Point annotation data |
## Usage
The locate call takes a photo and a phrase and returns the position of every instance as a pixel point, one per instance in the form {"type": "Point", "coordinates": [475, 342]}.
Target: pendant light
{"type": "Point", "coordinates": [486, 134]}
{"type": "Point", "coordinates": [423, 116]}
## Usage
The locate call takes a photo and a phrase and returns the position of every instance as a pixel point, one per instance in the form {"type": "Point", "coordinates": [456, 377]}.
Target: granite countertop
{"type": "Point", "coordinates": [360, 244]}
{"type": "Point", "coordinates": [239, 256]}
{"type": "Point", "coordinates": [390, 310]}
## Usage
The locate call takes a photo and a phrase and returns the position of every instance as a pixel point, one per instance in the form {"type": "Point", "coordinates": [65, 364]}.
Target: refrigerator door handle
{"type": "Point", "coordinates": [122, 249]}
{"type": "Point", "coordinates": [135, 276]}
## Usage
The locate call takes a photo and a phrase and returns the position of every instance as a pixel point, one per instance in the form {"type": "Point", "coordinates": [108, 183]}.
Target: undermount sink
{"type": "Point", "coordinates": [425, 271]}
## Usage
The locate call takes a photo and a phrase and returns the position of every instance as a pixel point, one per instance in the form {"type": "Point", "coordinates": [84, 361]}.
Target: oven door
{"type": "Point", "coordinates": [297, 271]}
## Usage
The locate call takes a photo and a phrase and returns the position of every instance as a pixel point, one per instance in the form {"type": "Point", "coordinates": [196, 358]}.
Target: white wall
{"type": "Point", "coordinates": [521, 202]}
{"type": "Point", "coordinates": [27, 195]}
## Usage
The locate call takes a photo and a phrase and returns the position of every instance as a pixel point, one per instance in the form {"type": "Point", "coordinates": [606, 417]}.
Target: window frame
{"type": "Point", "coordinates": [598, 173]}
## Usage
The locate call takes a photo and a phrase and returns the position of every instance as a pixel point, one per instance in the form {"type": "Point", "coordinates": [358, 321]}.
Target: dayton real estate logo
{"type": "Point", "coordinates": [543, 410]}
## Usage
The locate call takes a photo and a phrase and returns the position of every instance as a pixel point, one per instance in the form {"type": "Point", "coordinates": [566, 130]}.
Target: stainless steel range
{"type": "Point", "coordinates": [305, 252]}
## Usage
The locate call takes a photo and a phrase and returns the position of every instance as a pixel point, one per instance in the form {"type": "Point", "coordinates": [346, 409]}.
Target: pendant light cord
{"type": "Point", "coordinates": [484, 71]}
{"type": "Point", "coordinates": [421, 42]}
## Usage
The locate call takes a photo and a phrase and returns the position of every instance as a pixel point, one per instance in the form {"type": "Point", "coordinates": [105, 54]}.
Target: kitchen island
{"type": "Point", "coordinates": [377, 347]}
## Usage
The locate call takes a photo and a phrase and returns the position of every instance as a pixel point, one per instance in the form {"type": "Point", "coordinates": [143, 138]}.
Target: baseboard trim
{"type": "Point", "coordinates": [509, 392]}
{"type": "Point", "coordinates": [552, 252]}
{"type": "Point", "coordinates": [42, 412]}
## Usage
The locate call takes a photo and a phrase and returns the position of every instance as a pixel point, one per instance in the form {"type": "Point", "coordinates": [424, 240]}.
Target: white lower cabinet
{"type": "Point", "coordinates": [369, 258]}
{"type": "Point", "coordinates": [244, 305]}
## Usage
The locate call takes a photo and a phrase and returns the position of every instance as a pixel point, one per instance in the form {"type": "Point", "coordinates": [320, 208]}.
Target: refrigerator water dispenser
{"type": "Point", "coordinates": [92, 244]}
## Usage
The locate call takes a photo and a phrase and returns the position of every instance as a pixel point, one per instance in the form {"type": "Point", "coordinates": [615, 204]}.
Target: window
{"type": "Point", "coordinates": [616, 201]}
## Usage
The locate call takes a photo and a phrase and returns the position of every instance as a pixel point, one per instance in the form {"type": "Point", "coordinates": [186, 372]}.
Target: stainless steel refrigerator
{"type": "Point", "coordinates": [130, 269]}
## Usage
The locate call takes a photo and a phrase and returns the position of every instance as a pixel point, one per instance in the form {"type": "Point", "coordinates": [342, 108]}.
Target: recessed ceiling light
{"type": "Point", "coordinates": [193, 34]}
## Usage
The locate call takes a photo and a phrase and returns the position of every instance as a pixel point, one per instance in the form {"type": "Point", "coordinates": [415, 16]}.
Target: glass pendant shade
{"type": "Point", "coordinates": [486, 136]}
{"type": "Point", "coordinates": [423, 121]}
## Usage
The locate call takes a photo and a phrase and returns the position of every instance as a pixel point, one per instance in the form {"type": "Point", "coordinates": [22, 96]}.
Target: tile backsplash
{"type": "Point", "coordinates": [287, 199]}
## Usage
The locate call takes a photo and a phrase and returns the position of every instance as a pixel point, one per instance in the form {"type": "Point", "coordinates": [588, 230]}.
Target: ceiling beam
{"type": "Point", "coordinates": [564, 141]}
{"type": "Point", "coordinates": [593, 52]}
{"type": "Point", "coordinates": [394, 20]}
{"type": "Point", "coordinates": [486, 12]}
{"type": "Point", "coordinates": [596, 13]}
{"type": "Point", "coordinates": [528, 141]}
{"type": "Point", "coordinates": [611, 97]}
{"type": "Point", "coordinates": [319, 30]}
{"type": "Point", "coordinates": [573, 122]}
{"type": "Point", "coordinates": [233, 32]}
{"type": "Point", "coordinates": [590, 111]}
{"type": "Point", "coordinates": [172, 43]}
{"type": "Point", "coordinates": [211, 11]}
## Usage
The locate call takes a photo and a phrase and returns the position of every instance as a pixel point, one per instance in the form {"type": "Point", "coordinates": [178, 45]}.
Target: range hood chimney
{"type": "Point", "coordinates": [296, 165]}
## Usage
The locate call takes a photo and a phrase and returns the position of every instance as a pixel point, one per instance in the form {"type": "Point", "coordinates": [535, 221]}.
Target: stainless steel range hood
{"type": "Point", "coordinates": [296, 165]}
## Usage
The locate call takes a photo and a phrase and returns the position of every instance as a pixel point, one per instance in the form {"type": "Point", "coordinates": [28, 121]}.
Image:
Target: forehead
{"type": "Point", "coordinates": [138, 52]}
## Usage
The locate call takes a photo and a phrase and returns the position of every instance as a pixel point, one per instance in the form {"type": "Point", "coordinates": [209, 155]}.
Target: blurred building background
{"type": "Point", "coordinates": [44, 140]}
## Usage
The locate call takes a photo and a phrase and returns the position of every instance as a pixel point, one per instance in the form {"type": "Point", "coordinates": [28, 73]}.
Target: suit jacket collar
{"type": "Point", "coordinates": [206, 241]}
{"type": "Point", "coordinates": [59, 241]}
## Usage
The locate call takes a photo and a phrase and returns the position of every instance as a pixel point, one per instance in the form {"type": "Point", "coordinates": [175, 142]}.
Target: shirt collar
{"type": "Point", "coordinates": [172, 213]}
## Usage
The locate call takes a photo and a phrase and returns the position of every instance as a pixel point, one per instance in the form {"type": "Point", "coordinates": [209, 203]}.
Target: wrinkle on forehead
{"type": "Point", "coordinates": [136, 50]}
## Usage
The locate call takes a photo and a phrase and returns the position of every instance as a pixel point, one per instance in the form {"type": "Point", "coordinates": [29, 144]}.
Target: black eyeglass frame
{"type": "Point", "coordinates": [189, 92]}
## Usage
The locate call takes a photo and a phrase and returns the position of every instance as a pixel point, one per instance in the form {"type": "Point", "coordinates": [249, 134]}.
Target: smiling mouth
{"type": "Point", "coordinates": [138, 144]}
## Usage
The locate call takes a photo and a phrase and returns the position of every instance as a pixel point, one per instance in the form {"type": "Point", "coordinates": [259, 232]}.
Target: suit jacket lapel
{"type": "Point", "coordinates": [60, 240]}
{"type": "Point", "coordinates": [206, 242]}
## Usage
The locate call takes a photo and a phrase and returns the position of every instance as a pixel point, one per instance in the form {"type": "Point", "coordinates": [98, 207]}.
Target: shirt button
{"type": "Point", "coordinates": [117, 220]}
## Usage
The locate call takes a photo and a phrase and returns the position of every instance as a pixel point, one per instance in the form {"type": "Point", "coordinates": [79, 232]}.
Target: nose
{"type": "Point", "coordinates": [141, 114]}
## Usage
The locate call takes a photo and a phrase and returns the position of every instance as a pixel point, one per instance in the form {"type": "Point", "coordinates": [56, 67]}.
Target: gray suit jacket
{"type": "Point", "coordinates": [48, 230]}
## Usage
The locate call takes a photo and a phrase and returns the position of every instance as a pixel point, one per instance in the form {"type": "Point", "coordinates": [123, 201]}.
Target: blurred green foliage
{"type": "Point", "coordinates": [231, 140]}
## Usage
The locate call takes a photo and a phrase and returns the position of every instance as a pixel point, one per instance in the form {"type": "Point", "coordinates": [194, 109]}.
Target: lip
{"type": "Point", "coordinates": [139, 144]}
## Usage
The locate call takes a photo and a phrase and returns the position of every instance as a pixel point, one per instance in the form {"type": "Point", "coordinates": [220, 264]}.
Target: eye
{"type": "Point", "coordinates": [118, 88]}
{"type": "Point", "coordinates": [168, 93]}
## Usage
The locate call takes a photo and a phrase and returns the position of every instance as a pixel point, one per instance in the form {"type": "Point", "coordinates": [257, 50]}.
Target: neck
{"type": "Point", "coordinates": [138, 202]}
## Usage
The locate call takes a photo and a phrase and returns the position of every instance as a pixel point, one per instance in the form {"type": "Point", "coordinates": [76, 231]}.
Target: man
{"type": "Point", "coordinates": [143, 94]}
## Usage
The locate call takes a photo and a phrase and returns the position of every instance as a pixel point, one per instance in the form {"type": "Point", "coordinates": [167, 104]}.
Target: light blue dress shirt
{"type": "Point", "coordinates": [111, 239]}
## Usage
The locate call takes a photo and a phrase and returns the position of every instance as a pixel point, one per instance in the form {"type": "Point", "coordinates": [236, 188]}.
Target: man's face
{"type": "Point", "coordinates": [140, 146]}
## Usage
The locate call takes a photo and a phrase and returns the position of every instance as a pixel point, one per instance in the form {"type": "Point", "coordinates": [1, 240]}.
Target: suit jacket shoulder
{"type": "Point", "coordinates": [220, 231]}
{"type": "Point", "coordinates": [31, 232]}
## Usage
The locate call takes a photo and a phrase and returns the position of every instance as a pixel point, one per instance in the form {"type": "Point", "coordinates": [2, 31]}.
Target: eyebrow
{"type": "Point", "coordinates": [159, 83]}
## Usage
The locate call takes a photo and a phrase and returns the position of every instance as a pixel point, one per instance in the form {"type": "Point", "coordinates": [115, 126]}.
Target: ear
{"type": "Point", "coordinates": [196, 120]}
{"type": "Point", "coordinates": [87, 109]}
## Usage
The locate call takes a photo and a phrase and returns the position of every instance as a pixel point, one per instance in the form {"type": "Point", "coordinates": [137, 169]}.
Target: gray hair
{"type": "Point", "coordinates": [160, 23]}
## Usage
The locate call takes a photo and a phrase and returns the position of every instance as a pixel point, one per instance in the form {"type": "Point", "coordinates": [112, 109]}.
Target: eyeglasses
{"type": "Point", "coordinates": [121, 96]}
--
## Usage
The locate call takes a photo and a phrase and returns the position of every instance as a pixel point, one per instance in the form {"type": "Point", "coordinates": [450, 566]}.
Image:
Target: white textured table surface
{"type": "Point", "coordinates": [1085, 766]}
* * *
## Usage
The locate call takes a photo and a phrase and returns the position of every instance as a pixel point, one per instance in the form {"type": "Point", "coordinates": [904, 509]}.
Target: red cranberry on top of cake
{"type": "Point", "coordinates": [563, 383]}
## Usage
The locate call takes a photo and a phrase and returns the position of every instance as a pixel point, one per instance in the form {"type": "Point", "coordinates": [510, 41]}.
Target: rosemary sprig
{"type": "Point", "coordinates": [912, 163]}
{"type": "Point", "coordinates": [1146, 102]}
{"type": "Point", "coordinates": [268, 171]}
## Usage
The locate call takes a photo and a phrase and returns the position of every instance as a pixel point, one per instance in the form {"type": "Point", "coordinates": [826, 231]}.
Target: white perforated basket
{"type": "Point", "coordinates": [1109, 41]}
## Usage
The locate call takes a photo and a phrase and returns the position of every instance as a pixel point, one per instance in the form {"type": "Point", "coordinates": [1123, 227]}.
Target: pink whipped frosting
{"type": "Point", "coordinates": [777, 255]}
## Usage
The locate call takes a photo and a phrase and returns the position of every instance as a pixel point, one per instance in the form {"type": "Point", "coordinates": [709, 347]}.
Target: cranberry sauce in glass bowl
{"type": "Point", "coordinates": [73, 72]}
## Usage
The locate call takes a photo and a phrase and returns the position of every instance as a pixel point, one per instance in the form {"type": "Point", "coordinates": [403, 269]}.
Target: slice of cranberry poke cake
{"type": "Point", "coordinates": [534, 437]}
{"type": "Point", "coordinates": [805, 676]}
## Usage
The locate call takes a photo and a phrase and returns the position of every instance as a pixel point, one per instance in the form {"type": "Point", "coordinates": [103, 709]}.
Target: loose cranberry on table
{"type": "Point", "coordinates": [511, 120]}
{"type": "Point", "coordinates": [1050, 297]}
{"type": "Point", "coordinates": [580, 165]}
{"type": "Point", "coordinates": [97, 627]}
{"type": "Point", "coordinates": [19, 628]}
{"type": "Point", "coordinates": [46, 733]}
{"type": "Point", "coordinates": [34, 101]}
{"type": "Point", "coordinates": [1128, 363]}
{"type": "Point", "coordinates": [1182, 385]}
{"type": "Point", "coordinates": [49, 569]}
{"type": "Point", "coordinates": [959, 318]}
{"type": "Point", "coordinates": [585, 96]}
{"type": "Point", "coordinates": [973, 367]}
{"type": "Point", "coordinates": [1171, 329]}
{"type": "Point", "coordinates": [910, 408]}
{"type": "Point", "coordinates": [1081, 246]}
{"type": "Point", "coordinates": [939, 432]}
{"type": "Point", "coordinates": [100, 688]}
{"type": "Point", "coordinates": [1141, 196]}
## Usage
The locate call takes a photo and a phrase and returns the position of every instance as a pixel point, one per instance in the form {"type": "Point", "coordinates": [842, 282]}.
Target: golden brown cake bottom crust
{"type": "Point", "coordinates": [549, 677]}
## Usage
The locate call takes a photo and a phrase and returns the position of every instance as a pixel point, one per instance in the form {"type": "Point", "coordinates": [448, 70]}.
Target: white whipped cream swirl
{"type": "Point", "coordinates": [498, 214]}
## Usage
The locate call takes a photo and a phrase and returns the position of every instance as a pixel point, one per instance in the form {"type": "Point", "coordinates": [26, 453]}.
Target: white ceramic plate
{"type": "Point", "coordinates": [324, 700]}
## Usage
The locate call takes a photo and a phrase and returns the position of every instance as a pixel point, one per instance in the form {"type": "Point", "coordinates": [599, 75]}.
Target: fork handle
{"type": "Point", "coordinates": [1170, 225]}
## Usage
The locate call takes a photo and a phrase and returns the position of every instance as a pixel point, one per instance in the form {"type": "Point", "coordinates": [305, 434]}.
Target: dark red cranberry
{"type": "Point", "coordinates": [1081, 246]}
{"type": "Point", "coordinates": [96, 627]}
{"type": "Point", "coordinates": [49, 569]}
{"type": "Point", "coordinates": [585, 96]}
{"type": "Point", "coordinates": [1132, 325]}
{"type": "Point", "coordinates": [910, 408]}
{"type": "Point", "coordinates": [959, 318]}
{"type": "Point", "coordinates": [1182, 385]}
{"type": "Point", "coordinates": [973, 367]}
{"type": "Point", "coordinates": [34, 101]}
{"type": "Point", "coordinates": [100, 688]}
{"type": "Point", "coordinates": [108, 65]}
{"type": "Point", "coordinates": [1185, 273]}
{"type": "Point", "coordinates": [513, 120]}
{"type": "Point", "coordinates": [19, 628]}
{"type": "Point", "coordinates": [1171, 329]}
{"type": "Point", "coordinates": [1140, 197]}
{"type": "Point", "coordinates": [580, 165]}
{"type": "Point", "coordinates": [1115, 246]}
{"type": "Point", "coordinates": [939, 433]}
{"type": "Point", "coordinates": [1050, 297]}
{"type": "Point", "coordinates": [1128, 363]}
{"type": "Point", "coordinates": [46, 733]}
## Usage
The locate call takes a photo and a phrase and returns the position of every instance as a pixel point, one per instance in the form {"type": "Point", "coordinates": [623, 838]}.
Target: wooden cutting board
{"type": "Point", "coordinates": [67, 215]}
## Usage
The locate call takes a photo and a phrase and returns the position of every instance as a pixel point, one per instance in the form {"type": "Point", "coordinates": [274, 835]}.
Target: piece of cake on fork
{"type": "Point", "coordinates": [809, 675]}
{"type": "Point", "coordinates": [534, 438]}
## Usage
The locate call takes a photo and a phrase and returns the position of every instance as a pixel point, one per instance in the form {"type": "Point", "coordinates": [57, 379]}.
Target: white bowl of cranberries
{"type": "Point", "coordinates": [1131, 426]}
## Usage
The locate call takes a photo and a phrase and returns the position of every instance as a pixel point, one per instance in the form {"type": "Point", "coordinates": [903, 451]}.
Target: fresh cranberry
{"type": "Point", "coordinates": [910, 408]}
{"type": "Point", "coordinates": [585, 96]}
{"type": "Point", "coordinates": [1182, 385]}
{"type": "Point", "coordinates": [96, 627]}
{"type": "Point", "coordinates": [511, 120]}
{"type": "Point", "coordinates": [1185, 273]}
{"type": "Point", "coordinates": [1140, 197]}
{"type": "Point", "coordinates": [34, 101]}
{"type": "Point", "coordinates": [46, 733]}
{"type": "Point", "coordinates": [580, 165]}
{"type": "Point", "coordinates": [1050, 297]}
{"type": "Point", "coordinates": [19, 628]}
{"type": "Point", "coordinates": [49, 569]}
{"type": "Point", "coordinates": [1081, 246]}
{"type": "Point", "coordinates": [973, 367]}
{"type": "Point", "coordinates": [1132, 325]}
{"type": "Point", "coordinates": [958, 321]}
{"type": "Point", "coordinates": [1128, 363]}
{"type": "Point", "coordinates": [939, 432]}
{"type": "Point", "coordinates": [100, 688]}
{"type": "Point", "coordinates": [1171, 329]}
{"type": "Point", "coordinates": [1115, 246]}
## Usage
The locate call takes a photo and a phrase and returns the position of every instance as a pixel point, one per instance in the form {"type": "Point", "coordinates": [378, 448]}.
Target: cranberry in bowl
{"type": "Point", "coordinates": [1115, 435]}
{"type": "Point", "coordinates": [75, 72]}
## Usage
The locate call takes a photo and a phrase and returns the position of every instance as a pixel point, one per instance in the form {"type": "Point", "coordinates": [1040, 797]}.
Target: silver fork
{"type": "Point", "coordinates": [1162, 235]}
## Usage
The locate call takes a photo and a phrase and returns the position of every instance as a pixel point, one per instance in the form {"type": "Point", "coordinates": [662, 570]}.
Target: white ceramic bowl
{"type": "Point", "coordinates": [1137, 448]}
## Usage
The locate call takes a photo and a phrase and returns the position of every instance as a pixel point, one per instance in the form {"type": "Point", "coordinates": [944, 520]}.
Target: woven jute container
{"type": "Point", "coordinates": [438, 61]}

Directive | How many lines of the items above contain the word "ceiling"? Case counts, and the reply should be only the number.

Result for this exercise | 2